> [Reading passage]
•••

As for your command handlers, "one class per command handler" is the right approach:

class Command {
  virtual void execute(Request *request, Response *response, Session *session) = 0;
}

Note that I rolled up all the common session handles (DB, Foo etc.) into a single object instead of passing around a whole bunch of parameters. Also making these method parameters instead of constructor arguments means you only need one instance of each command.

Next, you would have a CommandFactory which contains the map of command names to command objects:

class CommandFactory {
  std::map<UTF8String, Command *> handlers;

  Command *getCommand(const UTF8String &name) {
    return handlers[name];
  }
}

If you've done all this, the Worker becomes extremely thin and simply coordinates everything:

class Worker {
  Protocol *protocol;
  CommandFactory *commandFactory;
  Session *session;

  void handleRequest() {
    Request *request = protocol->readRequest();
    Response response;

    Command *command = commandFactory->getCommand(request->getCommandName());
    command->execute(request, &response, session);

    protocol->writeResponse(&response);
  }
}

answered Aug 12 '12 at 17:36

casablanca

69,683
7
133
150

1

+1 cause I really like this solution. I've used it myself in production code. However, here's a word of advice. Beware that when using "one class per command handler" approach, you will literally end up with over a hundred classes of mostly boilerplate. I've once written an XMLRPC server where I had "only" about two dozen handler classes, but that became a real pain after a while. If I could to do it again, I'd definitely think twice and probably opt for multiple member functions. Perhaps you could refactor related functions into a handful separate classes. Try to find a good middle way. – djf Aug 13 '12 at 22:42
@djf: Having many small classes should not be a pain if designed properly. But usually this is a sign that something is wrong with the service interface itself -- why is a single service exposing so many methods? – casablanca Aug 14 '12 at 03:23
1

I agree completely. Frunsi is looking at 130 methods in the interface!! I think redesigning the interface should happen before refactoring the server implementation. Just my 2¢. – djf Aug 14 '12 at 10:12
@djf: I didn't realize that the OP actually mentioned 130 methods in his question, so yes, your comment is all the more relevant. :) – casablanca Aug 15 '12 at 03:56
@djf: Having those 130 methods is a topic on its own. Yes, a redesign would help a bit (e.g. a more OOP-like protocol), but there still would be a lot of methods and many special cases. Its complex software, not just an abstract "manage some objects thing", nor pure CRUD thing. – Frunsi Aug 15 '12 at 14:38
Nice solution. Is it reasonable to encapsulate read/write command non-primitive parameters? – user1154664 Aug 15 '12 at 18:12
@djf Great response to the given question. Especially the runtime Factory lookup -- I find a lot of C++ programs shy away from these practices too often as a form pre-optimization. – Pyrce Aug 15 '12 at 21:47
OK, accepted! However, I will try to keep heap allocations to a minimum, as well as all initialization work (though workers are pre-allocated, there may be high-load situations where worker instances must be created when new clients connect [it works similar to "Apache Worker MPM": some pre-allocated workers in standby mode, and up to max no. additional workers when required]). Maybe I will also use two-staged handlers (as in the answer from TheSteve). – Frunsi Aug 15 '12 at 22:33
With DI frameworks like [Boost DI](https://github.com/boost-experimental/di) or [Fruit] (https://github.com/google/fruit) available, it's actually preferable to take those dependencies via the Command handler constructor. Then you can have a narrow signature for `execute`, and declare only what you need explicitly in each individual ctor without it ballooning. – John Neuhaus Apr 26 '18 at 22:51

score 5 · Answer 2 · answered Aug 10 '12 at 05:41

If it were me I would probably use a hybrid solution of the two in your question.

•••

> [Data segment]
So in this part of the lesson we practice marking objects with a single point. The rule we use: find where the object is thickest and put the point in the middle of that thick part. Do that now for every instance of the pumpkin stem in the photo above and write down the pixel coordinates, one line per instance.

•••

> [Given request]
Answer from the thread on command handlers:
1. What does the CommandFactory contain?
2. About how many handler classes did djf have in the XMLRPC server?
3. Which two DI frameworks does John Neuhaus name?
The lines above come from a source separate from the thread.

> [Finished answer]
1. A map of command names to command objects.
2. About two dozen.
3. Boost DI and Fruit.